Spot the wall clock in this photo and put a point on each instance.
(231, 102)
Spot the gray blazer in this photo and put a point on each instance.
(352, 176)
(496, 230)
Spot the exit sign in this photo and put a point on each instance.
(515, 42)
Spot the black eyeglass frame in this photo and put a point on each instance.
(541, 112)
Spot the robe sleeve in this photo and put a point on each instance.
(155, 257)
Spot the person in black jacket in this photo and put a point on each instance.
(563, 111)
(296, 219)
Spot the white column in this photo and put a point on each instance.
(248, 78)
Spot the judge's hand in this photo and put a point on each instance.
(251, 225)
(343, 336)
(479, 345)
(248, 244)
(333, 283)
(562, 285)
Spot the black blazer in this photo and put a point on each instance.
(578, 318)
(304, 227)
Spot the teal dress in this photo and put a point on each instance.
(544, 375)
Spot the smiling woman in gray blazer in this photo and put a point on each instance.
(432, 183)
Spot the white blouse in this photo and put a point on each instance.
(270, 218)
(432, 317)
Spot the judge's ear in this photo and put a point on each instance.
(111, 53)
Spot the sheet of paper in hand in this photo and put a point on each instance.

* TASK BRIEF
Print nothing but the lines from the line with "Spot the white column" to the last line of the records above. Both of those lines count.

* SOLUTION FOR THIS PROBLEM
Spot the white column in this photo and put a point on each instance.
(248, 78)
Spot the judge's hand in this photo and put a point on each instance.
(251, 225)
(343, 336)
(479, 345)
(248, 244)
(333, 283)
(562, 285)
Spot the black blazer in this photo and put a point on each instance.
(578, 318)
(304, 227)
Spot the teal dress in this photo and put a point on each instance.
(544, 375)
Spot the smiling woman in gray blazer in this photo and put a point on each instance.
(432, 183)
Spot the white blouse in this photo and put a point on each instance.
(270, 218)
(432, 317)
Spot the judge's ear in this photo and put a point on each instance.
(111, 53)
Spot the sheet of paper in hand in this photo and put a point on each instance.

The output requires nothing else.